(Records from a dataset)

Start of Block

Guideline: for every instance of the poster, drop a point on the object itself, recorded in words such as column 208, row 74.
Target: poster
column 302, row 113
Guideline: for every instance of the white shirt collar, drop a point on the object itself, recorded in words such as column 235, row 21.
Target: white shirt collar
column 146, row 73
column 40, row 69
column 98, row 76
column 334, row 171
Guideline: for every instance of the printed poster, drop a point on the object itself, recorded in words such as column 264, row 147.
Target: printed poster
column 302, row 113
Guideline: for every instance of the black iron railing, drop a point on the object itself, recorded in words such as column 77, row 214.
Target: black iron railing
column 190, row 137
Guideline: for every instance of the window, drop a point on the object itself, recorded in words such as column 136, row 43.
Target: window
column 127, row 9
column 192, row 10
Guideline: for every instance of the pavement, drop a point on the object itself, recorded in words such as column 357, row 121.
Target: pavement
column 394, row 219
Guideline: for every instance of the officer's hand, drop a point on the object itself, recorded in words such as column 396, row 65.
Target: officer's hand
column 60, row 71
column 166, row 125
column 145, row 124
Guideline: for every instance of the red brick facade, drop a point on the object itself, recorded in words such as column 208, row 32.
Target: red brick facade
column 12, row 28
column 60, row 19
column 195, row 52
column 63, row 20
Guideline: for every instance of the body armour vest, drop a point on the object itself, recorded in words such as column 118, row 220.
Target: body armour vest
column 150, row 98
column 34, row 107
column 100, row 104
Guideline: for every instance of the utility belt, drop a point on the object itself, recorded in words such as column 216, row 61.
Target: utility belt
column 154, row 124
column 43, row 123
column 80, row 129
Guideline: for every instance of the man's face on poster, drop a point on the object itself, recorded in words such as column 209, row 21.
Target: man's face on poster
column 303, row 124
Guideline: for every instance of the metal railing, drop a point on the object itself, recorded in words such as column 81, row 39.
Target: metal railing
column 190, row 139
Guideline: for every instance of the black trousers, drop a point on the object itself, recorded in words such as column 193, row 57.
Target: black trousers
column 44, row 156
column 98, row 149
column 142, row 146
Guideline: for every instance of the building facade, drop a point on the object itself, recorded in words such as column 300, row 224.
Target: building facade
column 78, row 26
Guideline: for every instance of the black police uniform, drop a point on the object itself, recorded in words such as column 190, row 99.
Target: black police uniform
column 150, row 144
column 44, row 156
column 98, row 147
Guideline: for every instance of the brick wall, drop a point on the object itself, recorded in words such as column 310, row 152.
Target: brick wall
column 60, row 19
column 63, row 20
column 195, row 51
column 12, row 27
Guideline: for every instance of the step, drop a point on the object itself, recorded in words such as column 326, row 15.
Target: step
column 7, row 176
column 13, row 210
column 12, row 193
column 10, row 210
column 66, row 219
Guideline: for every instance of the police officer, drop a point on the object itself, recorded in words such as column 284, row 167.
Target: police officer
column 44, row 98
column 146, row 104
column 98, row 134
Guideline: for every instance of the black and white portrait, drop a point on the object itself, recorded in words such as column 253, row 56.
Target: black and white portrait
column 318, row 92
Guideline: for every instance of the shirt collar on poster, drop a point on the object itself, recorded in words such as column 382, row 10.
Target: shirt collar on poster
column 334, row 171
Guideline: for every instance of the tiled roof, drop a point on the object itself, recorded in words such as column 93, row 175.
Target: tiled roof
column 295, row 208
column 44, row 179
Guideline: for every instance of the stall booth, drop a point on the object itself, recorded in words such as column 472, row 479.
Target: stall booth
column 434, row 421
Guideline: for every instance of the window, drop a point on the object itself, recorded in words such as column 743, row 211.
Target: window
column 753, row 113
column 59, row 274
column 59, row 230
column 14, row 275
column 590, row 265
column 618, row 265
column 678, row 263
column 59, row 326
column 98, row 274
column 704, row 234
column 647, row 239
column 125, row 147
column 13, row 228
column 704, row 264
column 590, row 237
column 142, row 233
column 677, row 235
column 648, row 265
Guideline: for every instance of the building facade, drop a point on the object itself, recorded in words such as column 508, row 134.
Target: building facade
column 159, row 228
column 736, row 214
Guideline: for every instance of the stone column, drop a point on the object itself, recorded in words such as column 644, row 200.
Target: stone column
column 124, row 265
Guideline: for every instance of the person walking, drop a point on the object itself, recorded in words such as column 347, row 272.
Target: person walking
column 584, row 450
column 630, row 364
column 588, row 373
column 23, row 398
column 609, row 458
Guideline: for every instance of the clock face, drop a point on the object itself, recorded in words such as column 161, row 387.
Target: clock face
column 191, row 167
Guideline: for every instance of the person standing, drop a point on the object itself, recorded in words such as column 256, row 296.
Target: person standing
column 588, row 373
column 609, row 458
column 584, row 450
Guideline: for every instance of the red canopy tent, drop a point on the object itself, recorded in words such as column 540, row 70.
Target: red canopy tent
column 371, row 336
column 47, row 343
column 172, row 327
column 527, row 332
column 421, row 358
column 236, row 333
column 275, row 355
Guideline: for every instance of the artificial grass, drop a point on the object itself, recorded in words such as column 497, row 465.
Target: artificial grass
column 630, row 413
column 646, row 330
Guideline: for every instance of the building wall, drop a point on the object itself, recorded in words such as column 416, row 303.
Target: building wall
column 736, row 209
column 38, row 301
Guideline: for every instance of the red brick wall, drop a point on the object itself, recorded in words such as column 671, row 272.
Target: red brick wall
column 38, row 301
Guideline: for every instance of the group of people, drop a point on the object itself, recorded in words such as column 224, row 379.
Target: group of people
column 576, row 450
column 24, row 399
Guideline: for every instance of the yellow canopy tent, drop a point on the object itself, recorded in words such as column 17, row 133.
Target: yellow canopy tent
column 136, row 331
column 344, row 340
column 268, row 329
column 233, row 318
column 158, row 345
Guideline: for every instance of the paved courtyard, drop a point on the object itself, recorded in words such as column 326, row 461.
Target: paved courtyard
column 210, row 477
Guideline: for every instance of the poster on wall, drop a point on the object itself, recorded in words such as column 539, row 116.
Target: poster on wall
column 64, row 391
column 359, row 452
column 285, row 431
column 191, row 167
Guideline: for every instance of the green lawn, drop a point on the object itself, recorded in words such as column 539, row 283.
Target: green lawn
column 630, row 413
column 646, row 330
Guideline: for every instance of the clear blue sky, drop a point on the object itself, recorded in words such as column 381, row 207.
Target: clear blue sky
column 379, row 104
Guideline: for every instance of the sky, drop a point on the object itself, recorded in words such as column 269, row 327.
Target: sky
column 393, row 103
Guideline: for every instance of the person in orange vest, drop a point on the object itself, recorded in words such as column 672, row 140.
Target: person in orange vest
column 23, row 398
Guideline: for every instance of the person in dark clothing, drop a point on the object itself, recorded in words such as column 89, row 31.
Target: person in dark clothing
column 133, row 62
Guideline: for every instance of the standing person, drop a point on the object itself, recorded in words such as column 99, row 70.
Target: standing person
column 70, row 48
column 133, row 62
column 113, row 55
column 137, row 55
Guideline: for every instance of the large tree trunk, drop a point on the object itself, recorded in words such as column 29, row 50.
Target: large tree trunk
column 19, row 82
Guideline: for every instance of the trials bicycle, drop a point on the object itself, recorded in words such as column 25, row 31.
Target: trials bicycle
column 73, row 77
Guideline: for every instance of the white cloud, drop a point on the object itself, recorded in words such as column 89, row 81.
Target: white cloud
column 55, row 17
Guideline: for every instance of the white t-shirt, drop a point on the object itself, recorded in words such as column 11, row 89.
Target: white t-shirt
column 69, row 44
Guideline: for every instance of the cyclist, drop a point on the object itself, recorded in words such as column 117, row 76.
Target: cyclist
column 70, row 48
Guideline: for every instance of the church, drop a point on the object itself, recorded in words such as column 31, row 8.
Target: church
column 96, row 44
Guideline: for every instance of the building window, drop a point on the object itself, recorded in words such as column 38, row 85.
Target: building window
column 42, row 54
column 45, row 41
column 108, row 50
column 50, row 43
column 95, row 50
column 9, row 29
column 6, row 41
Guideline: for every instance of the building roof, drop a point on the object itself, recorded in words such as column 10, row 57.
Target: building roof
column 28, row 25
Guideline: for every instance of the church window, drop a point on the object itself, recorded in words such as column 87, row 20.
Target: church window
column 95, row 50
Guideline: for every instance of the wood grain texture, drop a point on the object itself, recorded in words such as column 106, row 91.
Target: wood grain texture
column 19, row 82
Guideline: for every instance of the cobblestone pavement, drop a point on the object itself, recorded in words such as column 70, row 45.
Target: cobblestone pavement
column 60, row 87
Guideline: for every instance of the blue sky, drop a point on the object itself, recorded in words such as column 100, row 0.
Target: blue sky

End of Block

### WHAT THE EXERCISE ASKS:
Would you copy out exactly the lines from the one holding "Target: wood grain texture" through the end of the entries above, both ends included?

### REPLY:
Target: wood grain texture
column 19, row 82
Guideline: for every instance of the cobblestone pavement, drop a point on the object itself, recorded in words such as column 70, row 45.
Target: cobblestone pavement
column 60, row 87
Guideline: for every instance of the blue sky, drop a point on the object itself, recorded in words such as column 100, row 0.
Target: blue sky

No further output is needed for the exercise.